Most people don't know that a living land breathes; it exhales as the sun rises; it inhales as the sun sets. The corona virus has hammered us with this lesson: no breathing; no life. It is as true for land as it is for people. Good soil breathes: it has good heart; good heart is the gift a farmer gives to her land.
“We are faced with a great inner transformation in nature...Humanity has only two choices—either to start once again in every field of endeavor to learn from the whole of nature...or to allow both nature and human life to degenerate and die off,” Rudolf Steiner, founder of biodynamic agriculture, said in one of his lectures on agriculture.
I have used biodynamic practices in my garden for fifteen years. Those practices honor the flow of energy from spiritual realms into form and then back to spirit again. I began growing vegetables, flowers and herbs and selling them to restaurants, at farmer's markets and through a CSA (Community-Supported-Agriculture.) In September 2011, we had 20 inches of rain in two weeks. My crops drowned; the farmer's markets closed early. I knew I needed a new approach to gardening as our weather got more extreme and erratic; I began imagining dancing with Nature as my partner.
I now ask myself a fundamental question: how can I support life? How can I teach others to support life? It is no longer enough to make a living; we need to support life! Nature's rhythms are fluctuating dramatically, challenging us to develop nimble feet and hands, open hearts and minds, and a discerning awareness of what is most needed in the moment—to learn from the whole of Nature.

» Check your understanding:
(a) Please write out the stretch of the passage on biodynamic gardening from "Most people don't" through "lectures on agriculture.", copying it word for word.
(b) Answer these questions from the passage on biodynamic gardening, one per line:
(i) Who is named as the founder of biodynamic agriculture?
(ii) For how many years has the writer used biodynamic practices in the garden?
(iii) How much rain fell in two weeks in September 2011?

» Records supplied:
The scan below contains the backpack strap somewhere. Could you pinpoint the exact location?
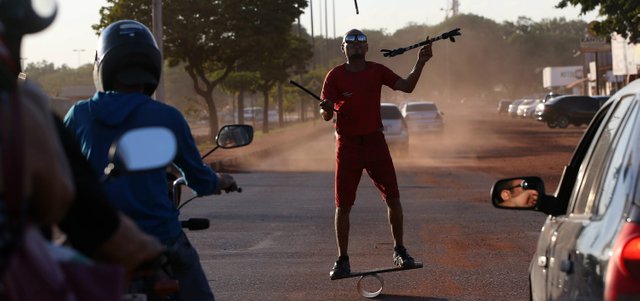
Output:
[0,40,27,271]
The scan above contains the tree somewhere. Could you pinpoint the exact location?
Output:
[556,0,640,42]
[93,0,307,141]
[252,35,312,133]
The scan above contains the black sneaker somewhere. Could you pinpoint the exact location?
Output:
[329,258,351,279]
[393,246,416,268]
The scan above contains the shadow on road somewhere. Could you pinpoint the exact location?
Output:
[373,294,449,301]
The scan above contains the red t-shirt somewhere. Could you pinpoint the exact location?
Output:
[321,62,400,135]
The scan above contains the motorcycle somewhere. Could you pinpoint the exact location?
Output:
[174,124,253,231]
[107,125,253,301]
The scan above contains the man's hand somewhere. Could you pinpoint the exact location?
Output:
[215,173,238,194]
[418,42,433,64]
[320,99,334,121]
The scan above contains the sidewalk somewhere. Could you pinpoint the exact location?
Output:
[199,120,332,171]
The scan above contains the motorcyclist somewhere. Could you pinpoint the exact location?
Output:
[0,0,163,278]
[65,20,235,300]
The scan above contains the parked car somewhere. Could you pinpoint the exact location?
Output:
[400,101,444,132]
[516,98,540,118]
[497,99,512,115]
[491,79,640,300]
[535,95,604,128]
[507,98,526,118]
[243,107,278,126]
[380,102,409,153]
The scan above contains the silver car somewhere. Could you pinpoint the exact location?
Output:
[400,101,444,132]
[491,79,640,301]
[380,102,409,152]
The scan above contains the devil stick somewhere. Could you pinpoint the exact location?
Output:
[289,80,340,113]
[380,28,461,57]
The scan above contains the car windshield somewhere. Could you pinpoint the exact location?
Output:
[407,103,438,112]
[380,106,402,119]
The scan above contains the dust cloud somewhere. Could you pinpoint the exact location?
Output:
[242,103,510,172]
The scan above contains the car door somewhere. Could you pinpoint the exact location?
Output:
[547,97,635,300]
[529,103,611,300]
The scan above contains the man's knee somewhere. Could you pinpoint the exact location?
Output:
[385,197,400,207]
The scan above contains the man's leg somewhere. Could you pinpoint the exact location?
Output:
[335,207,351,256]
[387,198,404,247]
[329,206,351,279]
[387,198,415,267]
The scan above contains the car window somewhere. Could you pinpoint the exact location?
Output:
[591,96,638,216]
[571,97,632,215]
[380,106,402,119]
[407,103,438,112]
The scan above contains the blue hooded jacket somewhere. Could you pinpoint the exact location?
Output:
[64,92,218,242]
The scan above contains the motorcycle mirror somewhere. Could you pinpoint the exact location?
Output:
[491,177,545,210]
[105,127,177,176]
[216,124,253,149]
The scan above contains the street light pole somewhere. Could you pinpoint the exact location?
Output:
[73,49,85,68]
[151,0,165,102]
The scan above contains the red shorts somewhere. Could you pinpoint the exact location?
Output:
[335,132,400,207]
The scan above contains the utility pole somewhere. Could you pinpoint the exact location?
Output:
[73,49,85,68]
[151,0,165,102]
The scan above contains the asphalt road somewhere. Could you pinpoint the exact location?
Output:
[183,104,581,301]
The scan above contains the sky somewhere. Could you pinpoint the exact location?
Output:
[22,0,597,68]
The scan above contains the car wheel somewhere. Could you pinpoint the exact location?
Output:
[556,115,569,129]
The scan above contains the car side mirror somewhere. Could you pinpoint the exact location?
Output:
[216,124,253,149]
[104,127,177,179]
[491,177,545,210]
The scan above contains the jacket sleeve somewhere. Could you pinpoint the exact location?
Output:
[172,108,218,195]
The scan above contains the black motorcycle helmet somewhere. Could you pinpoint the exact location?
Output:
[93,20,162,96]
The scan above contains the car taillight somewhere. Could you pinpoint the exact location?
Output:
[620,236,640,280]
[605,222,640,300]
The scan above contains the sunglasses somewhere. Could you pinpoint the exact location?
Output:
[509,181,529,190]
[344,33,367,44]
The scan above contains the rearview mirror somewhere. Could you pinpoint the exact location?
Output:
[491,177,545,209]
[216,124,253,149]
[105,127,177,176]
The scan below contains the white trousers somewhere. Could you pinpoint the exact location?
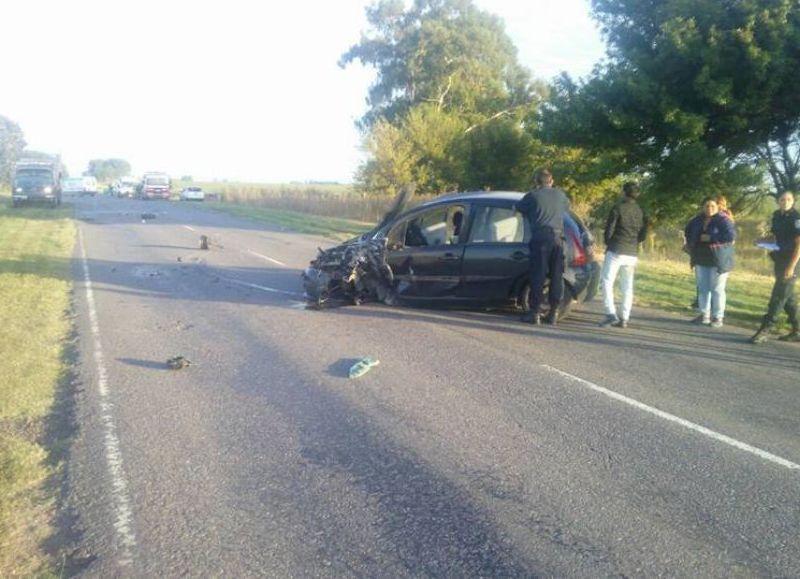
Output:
[602,251,639,321]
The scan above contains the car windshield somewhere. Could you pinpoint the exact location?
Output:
[14,171,53,187]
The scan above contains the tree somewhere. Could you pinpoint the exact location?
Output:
[340,0,546,193]
[86,159,131,181]
[543,0,800,215]
[339,0,534,129]
[0,115,25,186]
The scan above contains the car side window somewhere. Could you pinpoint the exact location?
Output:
[404,205,464,247]
[469,206,530,243]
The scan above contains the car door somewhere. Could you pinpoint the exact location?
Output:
[386,203,467,299]
[459,202,530,303]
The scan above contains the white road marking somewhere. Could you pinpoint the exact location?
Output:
[219,277,304,298]
[78,229,136,565]
[247,249,289,267]
[542,364,800,470]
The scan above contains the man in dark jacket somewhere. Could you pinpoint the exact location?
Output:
[750,191,800,344]
[516,169,569,325]
[600,181,647,328]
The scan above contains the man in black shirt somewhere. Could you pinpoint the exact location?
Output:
[516,169,569,325]
[750,191,800,344]
[600,181,647,328]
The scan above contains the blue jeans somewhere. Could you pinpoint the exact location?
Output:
[694,265,730,320]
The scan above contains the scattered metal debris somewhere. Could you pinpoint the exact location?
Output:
[349,356,381,378]
[167,356,192,370]
[302,184,414,309]
[302,238,396,308]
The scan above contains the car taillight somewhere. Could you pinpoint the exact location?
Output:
[567,231,588,267]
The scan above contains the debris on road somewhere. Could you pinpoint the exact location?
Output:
[349,356,381,378]
[302,185,414,309]
[302,239,395,308]
[167,356,192,370]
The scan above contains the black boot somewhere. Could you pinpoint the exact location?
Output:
[750,322,773,344]
[522,310,542,326]
[778,323,800,342]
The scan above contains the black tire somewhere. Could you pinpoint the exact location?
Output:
[517,280,575,320]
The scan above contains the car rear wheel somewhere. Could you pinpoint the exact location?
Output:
[517,279,575,320]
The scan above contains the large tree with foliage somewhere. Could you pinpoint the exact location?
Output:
[0,115,25,186]
[544,0,800,221]
[86,159,131,181]
[340,0,544,192]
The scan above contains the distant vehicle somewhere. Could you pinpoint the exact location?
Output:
[11,159,61,207]
[81,175,97,197]
[137,173,172,199]
[113,177,139,197]
[181,187,206,201]
[61,177,83,193]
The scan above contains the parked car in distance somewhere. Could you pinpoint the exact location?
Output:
[61,177,83,194]
[181,187,206,201]
[303,192,600,316]
[11,159,61,207]
[136,172,172,199]
[81,175,97,197]
[113,177,139,197]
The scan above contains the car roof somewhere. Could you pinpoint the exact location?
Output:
[419,191,525,207]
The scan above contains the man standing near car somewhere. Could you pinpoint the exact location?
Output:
[516,169,569,325]
[600,181,647,328]
[750,191,800,344]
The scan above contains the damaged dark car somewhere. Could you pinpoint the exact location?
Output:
[303,192,600,316]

» Expected outputs:
(a)
Most people don't know that a living land breathes; it exhales as the sun rises; it inhales as the sun sets. The corona virus has hammered us with this lesson: no breathing; no life. It is as true for land as it is for people. Good soil breathes: it has good heart; good heart is the gift a farmer gives to her land.
“We are faced with a great inner transformation in nature...Humanity has only two choices—either to start once again in every field of endeavor to learn from the whole of nature...or to allow both nature and human life to degenerate and die off,” Rudolf Steiner, founder of biodynamic agriculture, said in one of his lectures on agriculture.

(b)
(i) Rudolf Steiner
(ii) Fifteen years
(iii) 20 inches